___ 本文 ___
臭くない!ヤギの聖地「喜界島」のおいしい山羊料理を食べて元気になろう

今、全国でジビエがブーム。「ジビエ」とは狩猟などで採集された天然の動物の食肉を意味する言葉です。ヤギは飼育されているので、正確にはジビエではないのですが、ジビエブームに乗って、ヤギ料理も人気上昇中です。

私の住む奄美大島でも、お祝いの席などで「ヤギ汁」という味噌味のスープが出ることがありますが、かなりの臭いがあります。ところが、お隣の喜界島では臭くない美味しいヤギを食べることができると聞いて、喜界島へ飛びました。

ドライブ中に見かけるヤギは野生?

喜界島は一周が約40kmなので、1時間半ほどあれば車で一周できます。

運が良いと、途中の海岸などで放牧しているヤギたちに出会うことができます。
特に囲いもしていない場所で自由に歩き回っている姿は、まるで野生のようですが、実は放牧中。喜界島には野生のヤギはいないそうです。

まずは「茶屋」で山羊料理のランチを食す

山羊 料理 奄美 喜界島

最初はランチが美味しいと評判のレストラン「茶屋」を訪問。島の内陸、サトウキビ畑が続く「川嶺」という集落にあります。山羊 料理 奄美 喜界島

まずは、ヤギのすき焼き定食(1,200円 税込 小鉢・サラダ・漬物・ソフトドリンク付き)。
___
**課題 1**
喜界島のヤギ料理についての本文のうち、「ドライブ中に見かけるヤギは野生?」から「まずは、ヤギのすき焼き定食(1,200円 税込 小鉢・サラダ・漬物・ソフトドリンク付き)。」までの箇所を、「放牧」を「飼育」に置き換えて書き直してください。
**課題 2**
喜界島のヤギ料理を紹介する本文の最後の文に続けて、その先を書き進めてください。
リストは本文とは関係のない別の資料です。
___ データ行 ___
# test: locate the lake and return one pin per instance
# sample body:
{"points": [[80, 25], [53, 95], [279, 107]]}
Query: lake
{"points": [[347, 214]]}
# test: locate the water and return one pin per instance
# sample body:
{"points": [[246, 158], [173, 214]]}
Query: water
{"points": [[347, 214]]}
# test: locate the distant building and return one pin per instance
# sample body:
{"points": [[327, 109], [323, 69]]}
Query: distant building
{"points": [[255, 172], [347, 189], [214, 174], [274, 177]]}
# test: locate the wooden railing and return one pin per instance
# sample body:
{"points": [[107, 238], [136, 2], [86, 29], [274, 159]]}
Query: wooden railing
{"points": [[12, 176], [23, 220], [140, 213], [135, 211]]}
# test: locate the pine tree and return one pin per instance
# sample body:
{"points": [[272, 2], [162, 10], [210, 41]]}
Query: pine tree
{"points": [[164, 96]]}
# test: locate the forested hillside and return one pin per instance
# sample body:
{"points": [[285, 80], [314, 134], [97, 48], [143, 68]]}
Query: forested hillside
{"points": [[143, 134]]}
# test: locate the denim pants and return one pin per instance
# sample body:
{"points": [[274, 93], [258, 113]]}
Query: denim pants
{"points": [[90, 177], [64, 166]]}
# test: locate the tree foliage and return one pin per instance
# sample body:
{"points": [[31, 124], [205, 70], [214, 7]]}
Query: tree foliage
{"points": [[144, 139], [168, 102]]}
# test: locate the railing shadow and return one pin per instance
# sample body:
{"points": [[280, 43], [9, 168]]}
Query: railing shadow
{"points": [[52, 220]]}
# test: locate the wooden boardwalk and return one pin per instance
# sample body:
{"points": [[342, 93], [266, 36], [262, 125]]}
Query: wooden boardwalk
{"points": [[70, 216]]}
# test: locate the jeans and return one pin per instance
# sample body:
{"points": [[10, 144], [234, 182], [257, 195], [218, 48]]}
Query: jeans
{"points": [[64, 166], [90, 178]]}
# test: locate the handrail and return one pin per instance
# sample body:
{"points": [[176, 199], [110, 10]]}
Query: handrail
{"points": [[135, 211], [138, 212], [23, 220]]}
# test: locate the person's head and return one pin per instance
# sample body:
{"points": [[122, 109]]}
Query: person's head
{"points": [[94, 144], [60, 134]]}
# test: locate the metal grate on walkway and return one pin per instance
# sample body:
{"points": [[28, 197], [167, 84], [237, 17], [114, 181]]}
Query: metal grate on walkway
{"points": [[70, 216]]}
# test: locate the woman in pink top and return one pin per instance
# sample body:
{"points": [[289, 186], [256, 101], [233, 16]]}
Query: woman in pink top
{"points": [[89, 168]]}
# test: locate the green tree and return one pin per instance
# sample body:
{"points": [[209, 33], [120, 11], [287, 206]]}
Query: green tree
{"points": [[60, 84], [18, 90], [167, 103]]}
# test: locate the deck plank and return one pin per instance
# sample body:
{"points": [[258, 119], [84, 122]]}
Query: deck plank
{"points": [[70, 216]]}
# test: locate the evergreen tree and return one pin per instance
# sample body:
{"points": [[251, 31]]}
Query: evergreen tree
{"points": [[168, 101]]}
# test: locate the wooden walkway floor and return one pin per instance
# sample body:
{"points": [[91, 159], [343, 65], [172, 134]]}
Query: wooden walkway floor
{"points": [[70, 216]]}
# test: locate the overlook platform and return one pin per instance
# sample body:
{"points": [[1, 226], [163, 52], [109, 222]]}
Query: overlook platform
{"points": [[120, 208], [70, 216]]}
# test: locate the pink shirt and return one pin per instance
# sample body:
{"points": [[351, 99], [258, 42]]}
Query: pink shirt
___
**解答例 1**
ドライブ中に見かけるヤギは野生?

喜界島は一周が約40kmなので、1時間半ほどあれば車で一周できます。

運が良いと、途中の海岸などで飼育しているヤギたちに出会うことができます。
特に囲いもしていない場所で自由に歩き回っている姿は、まるで野生のようですが、実は飼育中。喜界島には野生のヤギはいないそうです。

まずは「茶屋」で山羊料理のランチを食す

山羊 料理 奄美 喜界島

最初はランチが美味しいと評判のレストラン「茶屋」を訪問。島の内陸、サトウキビ畑が続く「川嶺」という集落にあります。山羊 料理 奄美 喜界島

まずは、ヤギのすき焼き定食(1,200円 税込 小鉢・サラダ・漬物・ソフトドリンク付き)。

**解答例 2**
ヤギ肉・野菜・豆腐が甘辛い醤油味で煮込まれた、やさしい味わいの一皿。ヤギ肉が入っているのに、全然臭くありません!これにはびっくり!本当にヤギ?と思ってしまうぐらいです。

ヤギ肉はほぼ赤身なので、とってもあっさり。これは女子にぴったりのヘルシーメニューです。

山羊 料理 奄美 喜界島

次はヤギ カラジュウリ定食(1,200円 税込 小鉢・サラダ・漬物・ソフトドリンク付き)。
「カラジュウリ」という料理を見たのは初めてでしたが、喜界島では代表的なヤギ料理とのこと。ヤギの内臓と血と野菜を甘辛い味付けで炒めた、コクのある料理です。

いかにもスタミナ料理に見えるのですが、これも臭みはわずか。ただ、いろいろな部位の内臓が入っているので、全く臭みの無いものや、噛んでいると次第にヤギの匂いが出てくるものまで様々です。

山羊 料理 奄美 喜界島

カラジュウリの作り方を店主の諸岡 春美(もろおか はるみ)さんに教えていただきました。

「カラジュウリは、まずヤギの内臓をじっくり煮込んで柔らかくします。そこにヤギの血を入れ手早くからめて味付けし、最後にキャベツやニラなどと炒めて出来上がり。手間のかかる料理なのです。」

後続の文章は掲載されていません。